▸ **Assignment**:
Output the entries below so that they read exactly as they do now.

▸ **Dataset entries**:
----

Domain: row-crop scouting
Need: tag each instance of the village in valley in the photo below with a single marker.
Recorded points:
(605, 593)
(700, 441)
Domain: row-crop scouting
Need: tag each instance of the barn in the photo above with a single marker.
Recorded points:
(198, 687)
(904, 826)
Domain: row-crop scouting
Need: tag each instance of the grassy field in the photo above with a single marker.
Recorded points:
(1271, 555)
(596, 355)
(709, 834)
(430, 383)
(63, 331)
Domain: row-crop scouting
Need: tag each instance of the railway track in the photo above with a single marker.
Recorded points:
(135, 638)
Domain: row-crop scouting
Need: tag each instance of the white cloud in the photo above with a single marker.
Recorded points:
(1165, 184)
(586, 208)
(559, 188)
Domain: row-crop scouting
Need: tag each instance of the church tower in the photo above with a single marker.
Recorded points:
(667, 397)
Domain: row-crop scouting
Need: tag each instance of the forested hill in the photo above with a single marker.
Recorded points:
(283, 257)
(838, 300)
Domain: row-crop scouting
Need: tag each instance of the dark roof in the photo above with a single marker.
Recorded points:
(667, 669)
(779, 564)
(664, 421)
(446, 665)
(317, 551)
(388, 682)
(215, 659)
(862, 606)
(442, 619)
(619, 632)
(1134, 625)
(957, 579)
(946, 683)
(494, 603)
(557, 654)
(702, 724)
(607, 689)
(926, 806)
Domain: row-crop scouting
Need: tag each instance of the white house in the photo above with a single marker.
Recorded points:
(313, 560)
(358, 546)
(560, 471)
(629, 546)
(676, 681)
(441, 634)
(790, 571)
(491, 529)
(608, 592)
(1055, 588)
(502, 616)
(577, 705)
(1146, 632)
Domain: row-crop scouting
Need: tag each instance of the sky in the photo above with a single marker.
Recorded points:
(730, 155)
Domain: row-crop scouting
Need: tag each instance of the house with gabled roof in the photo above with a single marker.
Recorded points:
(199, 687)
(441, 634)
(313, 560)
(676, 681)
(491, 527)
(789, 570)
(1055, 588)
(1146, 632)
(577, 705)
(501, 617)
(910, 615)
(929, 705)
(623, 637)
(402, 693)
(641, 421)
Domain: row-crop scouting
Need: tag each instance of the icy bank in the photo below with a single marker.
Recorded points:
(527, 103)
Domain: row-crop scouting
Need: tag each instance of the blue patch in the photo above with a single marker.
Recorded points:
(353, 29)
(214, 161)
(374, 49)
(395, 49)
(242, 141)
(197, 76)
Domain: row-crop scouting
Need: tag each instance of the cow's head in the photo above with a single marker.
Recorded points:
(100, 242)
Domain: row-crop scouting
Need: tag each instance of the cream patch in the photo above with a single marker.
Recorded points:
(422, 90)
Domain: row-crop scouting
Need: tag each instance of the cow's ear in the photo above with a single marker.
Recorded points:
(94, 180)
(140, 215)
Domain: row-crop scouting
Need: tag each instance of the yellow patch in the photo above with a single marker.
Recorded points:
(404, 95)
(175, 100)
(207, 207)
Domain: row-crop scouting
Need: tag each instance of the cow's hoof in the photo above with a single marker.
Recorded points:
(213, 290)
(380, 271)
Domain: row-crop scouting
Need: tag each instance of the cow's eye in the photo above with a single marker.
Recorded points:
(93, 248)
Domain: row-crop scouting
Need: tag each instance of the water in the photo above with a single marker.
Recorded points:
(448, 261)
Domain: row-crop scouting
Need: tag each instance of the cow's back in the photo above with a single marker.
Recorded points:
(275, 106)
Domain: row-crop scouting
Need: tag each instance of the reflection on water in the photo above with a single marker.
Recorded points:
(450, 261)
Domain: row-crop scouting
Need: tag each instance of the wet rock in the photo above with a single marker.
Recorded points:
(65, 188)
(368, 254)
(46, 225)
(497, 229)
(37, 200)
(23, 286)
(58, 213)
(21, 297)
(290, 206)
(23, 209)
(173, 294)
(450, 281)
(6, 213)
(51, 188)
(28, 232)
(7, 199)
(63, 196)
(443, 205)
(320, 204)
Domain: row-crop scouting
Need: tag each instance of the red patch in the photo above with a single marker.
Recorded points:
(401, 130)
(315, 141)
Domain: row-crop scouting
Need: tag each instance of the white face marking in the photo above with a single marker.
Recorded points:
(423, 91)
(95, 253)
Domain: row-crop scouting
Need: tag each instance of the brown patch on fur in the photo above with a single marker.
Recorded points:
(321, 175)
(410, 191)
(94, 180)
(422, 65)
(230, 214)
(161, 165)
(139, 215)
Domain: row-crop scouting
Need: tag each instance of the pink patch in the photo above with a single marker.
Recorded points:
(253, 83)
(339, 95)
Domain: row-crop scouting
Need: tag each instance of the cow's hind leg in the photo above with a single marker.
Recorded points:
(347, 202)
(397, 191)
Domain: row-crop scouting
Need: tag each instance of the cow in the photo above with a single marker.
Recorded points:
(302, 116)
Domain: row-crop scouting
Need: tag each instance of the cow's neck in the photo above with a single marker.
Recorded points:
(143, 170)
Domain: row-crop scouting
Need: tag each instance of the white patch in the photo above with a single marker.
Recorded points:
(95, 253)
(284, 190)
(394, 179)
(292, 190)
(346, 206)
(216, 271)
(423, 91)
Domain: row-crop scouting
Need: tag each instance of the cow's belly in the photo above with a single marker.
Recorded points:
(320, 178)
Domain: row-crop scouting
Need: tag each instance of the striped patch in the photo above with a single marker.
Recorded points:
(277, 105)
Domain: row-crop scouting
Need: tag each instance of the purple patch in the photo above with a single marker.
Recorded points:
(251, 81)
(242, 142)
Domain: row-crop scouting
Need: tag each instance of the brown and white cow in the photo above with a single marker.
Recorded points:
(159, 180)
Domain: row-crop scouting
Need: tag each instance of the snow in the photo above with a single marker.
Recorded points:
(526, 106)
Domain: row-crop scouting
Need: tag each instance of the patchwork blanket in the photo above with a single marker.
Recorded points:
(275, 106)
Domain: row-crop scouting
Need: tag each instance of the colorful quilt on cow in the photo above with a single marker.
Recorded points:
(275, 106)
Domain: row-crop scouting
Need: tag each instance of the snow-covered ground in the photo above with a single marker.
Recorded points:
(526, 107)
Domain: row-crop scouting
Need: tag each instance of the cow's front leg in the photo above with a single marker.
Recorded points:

----

▸ **Solution**:
Domain: row-crop scouting
Need: tag each instance of the village in valley in the photo below with a single marker.
Recorded points:
(605, 593)
(700, 441)
Domain: row-crop scouting
Need: tag each instance of the barn in the photo above with a single marker.
Recorded points:
(198, 687)
(904, 826)
Domain: row-crop scouting
Need: tag each instance of the grassy field in the photo above with a single marker.
Recorded points:
(1271, 555)
(596, 355)
(709, 834)
(430, 383)
(63, 331)
Domain: row-crop scouting
Need: tag each instance of the railway track in the photo above with a single marker.
Recorded points:
(135, 638)
Domain: row-crop scouting
Need: tag each instance of the white cloud in the photo above with a single marker.
Recorded points:
(1165, 184)
(586, 208)
(559, 188)
Domain: row-crop scouting
Need: tag each instance of the church tower in the photo above with a single marker.
Recorded points:
(667, 397)
Domain: row-crop scouting
Need: tag each instance of the forested hill in the photo above with a single marker.
Recorded points:
(283, 257)
(838, 300)
Domain: row-crop scouting
Need: tag each instance of the dark roof in the photo above with a single marker.
Recorded points:
(667, 669)
(779, 564)
(664, 421)
(446, 665)
(317, 551)
(388, 682)
(215, 659)
(862, 606)
(442, 619)
(619, 632)
(1134, 625)
(957, 579)
(946, 683)
(494, 603)
(557, 654)
(702, 724)
(607, 689)
(926, 806)
Domain: row-crop scouting
Need: tag each instance of the white house in the photo above with a single marker.
Recorded points:
(313, 560)
(358, 546)
(560, 471)
(629, 546)
(676, 681)
(441, 634)
(790, 571)
(491, 529)
(608, 592)
(1055, 588)
(502, 616)
(577, 705)
(1146, 632)
Domain: row-crop scouting
Need: tag each instance of the sky in the photo above with a single marker.
Recorded points:
(730, 155)
Domain: row-crop scouting
Need: tag each instance of the house with gabled roof in the photo above with a single marker.
Recorded points:
(199, 687)
(441, 634)
(313, 560)
(676, 681)
(491, 527)
(789, 570)
(1055, 588)
(1146, 632)
(577, 705)
(501, 617)
(910, 615)
(929, 705)
(623, 637)
(402, 693)
(641, 421)
Domain: row-crop scouting
Need: tag each instance of the icy bank in the photo below with a single marker.
Recorded points:
(527, 103)
Domain: row-crop scouting
Need: tag each instance of the blue patch in the photo above with a single marker.
Recorded points:
(353, 29)
(214, 161)
(374, 49)
(395, 49)
(242, 141)
(197, 76)
Domain: row-crop scouting
Need: tag each instance of the cow's head in the photo above with a single marker.
Recorded points:
(100, 242)
Domain: row-crop scouting
Need: tag each instance of the cream patch in the photo above with a single marker.
Recorded points:
(422, 90)
Domain: row-crop scouting
Need: tag each instance of the cow's ear in the photo above with a single marker.
Recorded points:
(94, 180)
(140, 215)
Domain: row-crop scouting
Need: tag each instance of the yellow patch in the photo above with a single marker.
Recorded points:
(404, 95)
(175, 100)
(207, 207)
Domain: row-crop scouting
Need: tag each instance of the cow's hoof in the photo above with a single marker.
Recorded points:
(213, 290)
(380, 271)
Domain: row-crop scouting
Need: tag each instance of the cow's eye in the photo above with a single marker.
Recorded points:
(93, 248)
Domain: row-crop scouting
Need: tag each instance of the water in the photo above with a single marker.
Recorded points:
(448, 261)
Domain: row-crop scouting
Need: tag each instance of the cow's back in the photo above with a single marker.
Recorded points:
(275, 106)
Domain: row-crop scouting
Need: tag each instance of the reflection on water in the photo above with a single marker.
Recorded points:
(450, 261)
Domain: row-crop scouting
Need: tag each instance of the wet rock in the photo above with a single marker.
Recorded points:
(65, 188)
(368, 254)
(46, 225)
(497, 229)
(37, 200)
(23, 286)
(58, 213)
(21, 297)
(290, 206)
(23, 209)
(173, 294)
(450, 281)
(6, 213)
(51, 188)
(28, 232)
(7, 199)
(63, 196)
(443, 205)
(320, 204)
Domain: row-crop scouting
Need: tag each instance of the red patch in the photo above with a single marker.
Recorded points:
(401, 130)
(315, 141)
Domain: row-crop scouting
Need: tag each instance of the white face marking in the photo above with a single marker.
Recorded points:
(423, 91)
(95, 253)
Domain: row-crop scouting
Need: tag each instance of the brown patch on fur in the photo above with a single marker.
Recorded points:
(321, 175)
(410, 191)
(94, 180)
(422, 65)
(230, 214)
(161, 165)
(139, 215)
Domain: row-crop scouting
Need: tag each instance of the pink patch in the photo above with a single marker.
Recorded points:
(253, 83)
(339, 95)
Domain: row-crop scouting
Need: tag each instance of the cow's hind leg in the photo above with a single marker.
Recorded points:
(347, 202)
(397, 191)
Domain: row-crop scouting
Need: tag each instance of the cow in the photo above with a single marker.
Recorded points:
(302, 116)
Domain: row-crop scouting
Need: tag each instance of the cow's neck in the photo above with a single marker.
Recorded points:
(143, 170)
Domain: row-crop scouting
Need: tag each instance of the white patch in the photo above with a single marker.
Recorded points:
(95, 253)
(284, 190)
(394, 179)
(292, 190)
(346, 206)
(216, 271)
(423, 91)
Domain: row-crop scouting
Need: tag each instance of the cow's belly in the photo above with a single marker.
Recorded points:
(320, 178)
Domain: row-crop scouting
Need: tag each instance of the striped patch in the photo above with a single marker.
Recorded points:
(277, 105)
Domain: row-crop scouting
Need: tag each instance of the purple patch in the photo above with a single marker.
Recorded points:
(251, 81)
(242, 142)
Domain: row-crop scouting
Need: tag each instance of the brown and white cow in the photo above with a single marker.
Recorded points:
(159, 180)
Domain: row-crop scouting
Need: tag each instance of the snow in the photo above with a single marker.
Recorded points:
(526, 106)
Domain: row-crop scouting
Need: tag each instance of the patchwork blanket in the photo above with a single marker.
Recorded points:
(275, 106)
Domain: row-crop scouting
Need: tag each instance of the colorful quilt on cow in the photo above with a single marker.
Recorded points:
(275, 106)
Domain: row-crop scouting
Need: tag each instance of the snow-covered ground in the photo above with a single marker.
Recorded points:
(526, 107)
Domain: row-crop scouting
Need: tag each instance of the cow's front leg in the photo above with a single marker.
Recorded points:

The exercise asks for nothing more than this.